- _Задания_:
[1] Объясните по отрывку о разводе, почему, по мнению Фигдора, «добрые советы» родителям так редко приносят настоящую пользу. Ответ уложите в одно–три предложения.
[2] Продолжите отрывок о разводе, начав сразу после его последнего предложения.

- _Исходный отрывок_:
======

ЧАСТЬ ПЕРВАЯ
ПЕРЕЖИВАНИЕ РЕБЕНКОМ РАЗВОДА
ПРЕЖДЕ ВСЕГО, РОДИТЕЛИ, ОНИ ВЕДЬ ТОЖЕ ЛЮДИ
Следует отметить, что до сих пор подавляющее большинство психологов и педагогов, занимающихся вопросами разводов, рассматривало проблемы «пострадавшей стороны», т. е. детей, без оглядки на проблемы родителей. При таком «раскладе» родители неизбежно автоматически превращаются в некую теоретическую конструкцию, лишенную каких бы то ни было живых человеческих свойств. Им предписывают, советуют, от них ожидают или даже требуют определенных действий с такой непреложностью, словно нельзя даже предположить, что они тоже могут страдать, испытывать страх, растерянность, зависимость, отчаянье, печаль. Словно мать в любую минуту способна перестать быть женщиной, может быть, доведенной разводом до полного отчаяния, забыть свои собственные проблемы и целиком превратиться в некую идеальную конструкцию «мать». Или отец, как по мановению волшебной палочки, забудет обо всех обидах и унижениях, и тотчас, не медля ни секунды, целиком посвятит себя программе: «Ребенку нужен отец!».
Этого ожидают учителя, воспитатели, а нередко и психологи, не говоря уже о социальных работниках. По мнению Фигдора, здесь-то и кроется основная причина, почему «добрые советы» так редко приносят настоящую пользу. А все дело в том, что в этих случаях в действие вступает известный психический феномен, именуемый сопротивлением [1]. Подумайте сами, ведь если меня в чем-то обвиняют, пусть даже негласно, пусть даже намеком, можно ли ожидать, что я сейчас же вытянусь по стойке смирно, склонив повинную, и изъявлю искреннюю готовность тотчас выполнить абсолютно все, что от меня потребуют? Нет, скорее всего, я, даже того не сознавая, потороплюсь занять оборонную позицию.

======

- _Строки данных_:

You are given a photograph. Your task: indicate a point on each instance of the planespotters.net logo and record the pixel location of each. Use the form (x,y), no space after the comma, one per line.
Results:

======

- _Ответы к заданиям_:
[1] От родителей требуют определенных действий так, будто они сами не могут страдать, бояться или отчаиваться. Такое требование воспринимается как обвинение, пусть даже негласное или высказанное намеком. Поэтому, по мнению Фигдора, включается психический феномен сопротивления: человек, даже не сознавая этого, занимает оборонную позицию, а не выполняет то, что от него ждут.

[2]
Ведь механизмы моей психической защиты формировались на протяжении всей моей жизни, и не могу же я так сразу, лишь по чьему-то «доброму» совету отказаться от всех моих давно выработанных психических стратегий. Это все равно, как если бы из-под всего здания моего душевного мира вдруг выбить фундамент — стены и крыша тотчас обрушатся на меня и я под ними просто сойду с ума.
Поэтому любой разговор с родителями Фигдор начинает не советами, а проявлением понимания к их проблемам. В первую очередь, он старается разрядить напряжение и, по мере возможности, освободить мать или отца от захлестывающего чувства вины, которое представляет собой именно тот заслон, который мешает делать то, что необходимо детям. Кроме того, как он подробно рассказывает в одной из своих важнейших работ [2], родители часто бывают подвержены власти — как он их называет — «злых педагогических духов».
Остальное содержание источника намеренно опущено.